**** EXERCISE TEXT ****

From UPSC perspective, the following things are important :
Prelims level : Gross tax revenue
Mains level : Paper 3- Challenges in achieving 9.5 growth rate
The National Statistical Office (NSO) released the second quarter gross value added (GVA) and gross domestic product (GDP) numbers on November 30, 2021, indicating the pace of economic recovery in India after the two COVID-19 waves.
Strong growth momentum required to exceed pre-COVID-19 levels
- The real GVA for the first half of 2021-22 at ₹63.4 lakh crore has remained below the level in the first half of 2019-20 at ₹65.8 lakh crore by (-)3.7%.
- This difference is even larger for GDP which at the end of first half of 2021-22 stood at ₹68.1 lakh crore, which is (-) 4.4% below the corresponding level of GDP at ₹71.3 lakh crore in 2019-20.
- As the base effect weakens in the third and fourth quarters of 2021-22, a strong growth momentum would be needed to ensure that at the end of this fiscal year, in terms of magnitude, GVA and GDP in real terms exceed their corresponding pre-COVID-19 levels of 2019-20.
- Domestic demand including private final consumption expenditure (PFCE) in the first half of 2021-22 remains below its corresponding level in 2019-20 by nearly ₹5.5 lakh crore.
- This indicates that investment as well as consumption demand have to pick up strongly in the remaining two quarters to ensure that the economy emerges on the positive side at the end of 2021-22 as compared to its pre-COVID-19 level.
Annual growth prospects
- Required rate in second half of 2021-22: To realise the projected annual growth at 9.5% for 2021-22 given both by the Reserve Bank of India (RBI) and the International Monetary Fund (IMF), we require a growth of 6.2% in the second half of 2021-22.
- This will have to be achieved even as the base effect weakens in the third and fourth quarters since GDP growth rate in these quarters of 2020-21 was at 0.5% and 1.6%, respectively.
- Thus, achieving the projected growth rate of 9.5% is going to be a big challenge.

**** INFORMATION SUPPLIED ****

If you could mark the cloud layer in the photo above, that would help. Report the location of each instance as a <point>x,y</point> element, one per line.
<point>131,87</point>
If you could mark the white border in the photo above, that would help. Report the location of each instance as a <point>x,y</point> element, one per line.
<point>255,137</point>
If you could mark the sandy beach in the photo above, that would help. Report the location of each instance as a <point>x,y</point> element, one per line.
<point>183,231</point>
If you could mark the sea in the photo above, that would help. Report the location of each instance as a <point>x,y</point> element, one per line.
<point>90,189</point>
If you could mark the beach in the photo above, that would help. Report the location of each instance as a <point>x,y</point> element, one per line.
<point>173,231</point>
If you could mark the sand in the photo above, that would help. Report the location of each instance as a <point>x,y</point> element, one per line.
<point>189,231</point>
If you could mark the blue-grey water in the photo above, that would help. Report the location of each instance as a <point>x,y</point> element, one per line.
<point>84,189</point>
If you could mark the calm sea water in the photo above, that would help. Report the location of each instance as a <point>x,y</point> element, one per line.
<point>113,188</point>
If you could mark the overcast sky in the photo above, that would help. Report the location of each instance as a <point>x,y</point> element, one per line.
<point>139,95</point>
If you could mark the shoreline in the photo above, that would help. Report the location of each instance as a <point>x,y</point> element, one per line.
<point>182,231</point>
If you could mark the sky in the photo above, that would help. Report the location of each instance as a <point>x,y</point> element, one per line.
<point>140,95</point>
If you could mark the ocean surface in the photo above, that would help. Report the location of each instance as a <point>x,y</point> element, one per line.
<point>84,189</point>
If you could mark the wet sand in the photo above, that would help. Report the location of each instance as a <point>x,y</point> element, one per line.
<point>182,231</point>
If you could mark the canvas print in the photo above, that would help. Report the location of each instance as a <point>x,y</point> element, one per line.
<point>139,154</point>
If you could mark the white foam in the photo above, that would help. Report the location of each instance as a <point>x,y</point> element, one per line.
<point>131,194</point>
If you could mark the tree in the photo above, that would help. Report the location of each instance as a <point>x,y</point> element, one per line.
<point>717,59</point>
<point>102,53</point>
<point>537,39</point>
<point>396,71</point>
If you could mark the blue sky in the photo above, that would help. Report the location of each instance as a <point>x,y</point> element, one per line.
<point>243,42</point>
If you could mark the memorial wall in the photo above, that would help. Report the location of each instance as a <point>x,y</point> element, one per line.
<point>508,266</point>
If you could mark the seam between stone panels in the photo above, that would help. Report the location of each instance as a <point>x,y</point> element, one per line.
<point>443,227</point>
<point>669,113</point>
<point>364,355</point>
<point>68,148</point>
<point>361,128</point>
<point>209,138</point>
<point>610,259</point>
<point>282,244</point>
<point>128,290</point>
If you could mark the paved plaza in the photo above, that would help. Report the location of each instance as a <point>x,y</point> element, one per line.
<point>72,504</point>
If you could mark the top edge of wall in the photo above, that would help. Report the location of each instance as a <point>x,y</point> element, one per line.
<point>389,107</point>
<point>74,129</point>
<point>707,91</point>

****

• **PROBLEMS AND TASKS**
• a. Copy the passage from the article on India's economic recovery, beginning at the words "Annual growth prospects" and stopping after the words "a big challenge.".
• b. According to the article on India's economic recovery, why will reaching the projected 9.5% annual growth for 2021-22 be a big challenge? Answer in one to three sentences.
• c. Continue the article on India's economic recovery from where it stops.

• **EXERCISE ANSWERS**
• a.
Annual growth prospects
- Required rate in second half of 2021-22: To realise the projected annual growth at 9.5% for 2021-22 given both by the Reserve Bank of India (RBI) and the International Monetary Fund (IMF), we require a growth of 6.2% in the second half of 2021-22.
- This will have to be achieved even as the base effect weakens in the third and fourth quarters since GDP growth rate in these quarters of 2020-21 was at 0.5% and 1.6%, respectively.
- Thus, achieving the projected growth rate of 9.5% is going to be a big challenge.

• b. Reaching 9.5% requires 6.2% growth in the second half of 2021-22. That growth must come even as the base effect weakens in the third and fourth quarters, because GDP growth in those quarters of 2020-21 was 0.5% and 1.6%.

• c.
What should be the policy to achieve higher growth rate
- Fiscal support: The policy instrument for achieving a higher growth may have to be a strong fiscal support in the form of government capital expenditure.
- The Centre’s gross tax revenues have shown an unprecedented growth rate of 64.2% and a buoyancy of 2.7 in the first half of 2021-22.
- The Centre’s incentivisation of state capital expenditure through additional borrowing limits would also help in this regard. According to available information, 11 States in the first quarter and seven States in the second quarter qualified for the release of the additional tranche under this window.
- Even as Central and State capital expenditures gather momentum, high frequency indicators reflect an ongoing pick-up in private sector economic activities.
Robust growth in Centre’s gross tax revenue
- The growth in the Centre’s GTR in the first half of 2019-20 was at 1.5% and there was a contraction of (-)3.4% for the year as a whole.
- In the face of such weak revenues, the Central government could not mount a meaningful fiscal stimulus in 2019-20 even as real GDP growth fell to 4.0%.
- In contrast, the government is in a significantly stronger position in 2021-22 since the growth in GTR in the first half is 64.2% and the full-year growth is expected to be quite robust.
Thus, the key to attaining a 9.5% real GDP annual growth in 2021-22 lies in the government’s ongoing emphasis on infrastructure spending as reflected in the government’s capital expenditure.